- _Aim 1_: According to the band profile, which label released the Loose Fur albums?

- Origin: Chicago, Illinois, U.S.
- Genres: Alternative rock, indie rock, post-rock
- Years active: 2000–2006
- Label: Drag City
- Past members: Jeff Tweedy; Jim O'Rourke; Glenn Kotche;

= Loose Fur =

American rock supergroup

Loose Fur was an American rock supergroup comprising Wilco members Jeff Tweedy and Glenn Kotche, along with Wilco collaborator and Sonic Youth multi-instrumentalist Jim O'Rourke. The trio first convened in May 2000 in preparation for a Tweedy performance at a festival in Chicago. Tweedy was offered the opportunity to collaborate with an artist of his choosing, and he decided to work with O'Rourke. O'Rourke brought Kotche to a rehearsal session, and the trio recorded an album's worth of songs. The trio have since released two albums, 2003's Loose Fur and 2006's Born Again in the USA, for Drag City. The band has only toured once.

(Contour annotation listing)
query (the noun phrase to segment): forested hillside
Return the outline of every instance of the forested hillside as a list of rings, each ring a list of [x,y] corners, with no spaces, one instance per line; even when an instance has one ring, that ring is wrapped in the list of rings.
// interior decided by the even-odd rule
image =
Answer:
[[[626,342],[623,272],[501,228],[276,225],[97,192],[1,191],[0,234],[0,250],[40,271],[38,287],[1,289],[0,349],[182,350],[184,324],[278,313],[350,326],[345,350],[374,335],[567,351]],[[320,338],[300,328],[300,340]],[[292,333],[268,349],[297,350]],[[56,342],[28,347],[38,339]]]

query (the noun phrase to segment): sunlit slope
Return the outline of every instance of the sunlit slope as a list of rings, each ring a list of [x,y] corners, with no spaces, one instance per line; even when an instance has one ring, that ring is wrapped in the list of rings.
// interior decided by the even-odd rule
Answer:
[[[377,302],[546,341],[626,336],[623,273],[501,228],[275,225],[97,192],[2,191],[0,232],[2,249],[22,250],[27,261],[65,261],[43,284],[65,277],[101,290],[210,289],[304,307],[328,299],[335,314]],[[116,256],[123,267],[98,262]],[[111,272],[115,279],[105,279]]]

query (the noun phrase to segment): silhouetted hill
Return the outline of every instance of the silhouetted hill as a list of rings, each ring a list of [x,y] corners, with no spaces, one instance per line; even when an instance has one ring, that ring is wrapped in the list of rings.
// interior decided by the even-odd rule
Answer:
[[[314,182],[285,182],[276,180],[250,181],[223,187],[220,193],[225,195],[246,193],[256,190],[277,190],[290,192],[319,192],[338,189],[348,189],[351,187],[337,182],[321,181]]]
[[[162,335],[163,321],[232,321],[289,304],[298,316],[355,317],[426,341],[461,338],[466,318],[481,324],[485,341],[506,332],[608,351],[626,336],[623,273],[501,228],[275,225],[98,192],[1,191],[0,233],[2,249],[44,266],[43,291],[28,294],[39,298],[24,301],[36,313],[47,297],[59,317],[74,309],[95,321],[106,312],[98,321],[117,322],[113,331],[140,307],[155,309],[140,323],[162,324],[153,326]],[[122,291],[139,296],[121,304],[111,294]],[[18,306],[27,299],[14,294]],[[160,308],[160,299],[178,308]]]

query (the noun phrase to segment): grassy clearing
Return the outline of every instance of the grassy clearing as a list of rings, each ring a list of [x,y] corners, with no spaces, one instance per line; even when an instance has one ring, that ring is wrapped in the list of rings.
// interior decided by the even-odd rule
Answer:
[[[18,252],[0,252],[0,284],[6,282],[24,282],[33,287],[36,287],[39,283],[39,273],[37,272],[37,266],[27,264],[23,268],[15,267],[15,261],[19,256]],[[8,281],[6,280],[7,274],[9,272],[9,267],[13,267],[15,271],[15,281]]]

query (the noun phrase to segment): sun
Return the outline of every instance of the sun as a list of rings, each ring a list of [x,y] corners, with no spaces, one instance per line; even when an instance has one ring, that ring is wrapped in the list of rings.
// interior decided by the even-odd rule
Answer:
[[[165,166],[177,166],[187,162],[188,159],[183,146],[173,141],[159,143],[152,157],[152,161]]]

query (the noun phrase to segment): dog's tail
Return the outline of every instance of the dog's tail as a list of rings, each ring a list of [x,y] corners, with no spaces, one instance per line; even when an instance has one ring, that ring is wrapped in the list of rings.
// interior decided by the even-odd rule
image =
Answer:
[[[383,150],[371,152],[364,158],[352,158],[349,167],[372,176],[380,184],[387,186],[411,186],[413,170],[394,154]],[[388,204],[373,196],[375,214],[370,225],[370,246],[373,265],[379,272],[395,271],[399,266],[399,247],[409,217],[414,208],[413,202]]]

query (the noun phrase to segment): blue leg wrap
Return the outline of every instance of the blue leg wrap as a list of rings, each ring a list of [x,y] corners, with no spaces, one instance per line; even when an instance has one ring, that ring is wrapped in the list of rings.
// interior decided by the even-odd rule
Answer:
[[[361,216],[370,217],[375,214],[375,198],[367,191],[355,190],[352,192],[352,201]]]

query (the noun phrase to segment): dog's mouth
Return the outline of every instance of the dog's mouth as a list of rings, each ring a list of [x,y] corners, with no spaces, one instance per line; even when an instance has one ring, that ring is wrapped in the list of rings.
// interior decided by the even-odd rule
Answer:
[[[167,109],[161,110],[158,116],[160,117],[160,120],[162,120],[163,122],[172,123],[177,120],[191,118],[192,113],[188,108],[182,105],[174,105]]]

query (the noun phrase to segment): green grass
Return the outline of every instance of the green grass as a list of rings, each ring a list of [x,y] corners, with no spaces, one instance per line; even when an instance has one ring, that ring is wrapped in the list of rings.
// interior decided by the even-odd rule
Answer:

- _Aim 2_: Rewrite the listing, starting with the line that contains "query (the noun phrase to segment): dog's mouth" and going on through the end of the listing, with "green grass" replaced by "short grass" and everything else unchanged.

- _Written answer 1_: Drag City

- _Written answer 2_:
query (the noun phrase to segment): dog's mouth
Return the outline of every instance of the dog's mouth as a list of rings, each ring a list of [x,y] corners, with no spaces, one instance per line; even when an instance has one ring, that ring is wrapped in the list of rings.
// interior decided by the even-odd rule
Answer:
[[[167,109],[161,110],[158,116],[160,117],[160,120],[162,120],[163,122],[172,123],[177,120],[191,118],[192,113],[188,108],[182,105],[174,105]]]

query (the noun phrase to segment): short grass
Return the outline of every instance of the short grass as a list of rings, each ring a list of [x,y] corners, with no spaces, one instance per line; even when an instance has one ring, that ring is wrapped in the list of rings.
// interior decided by the even-odd rule
Answer:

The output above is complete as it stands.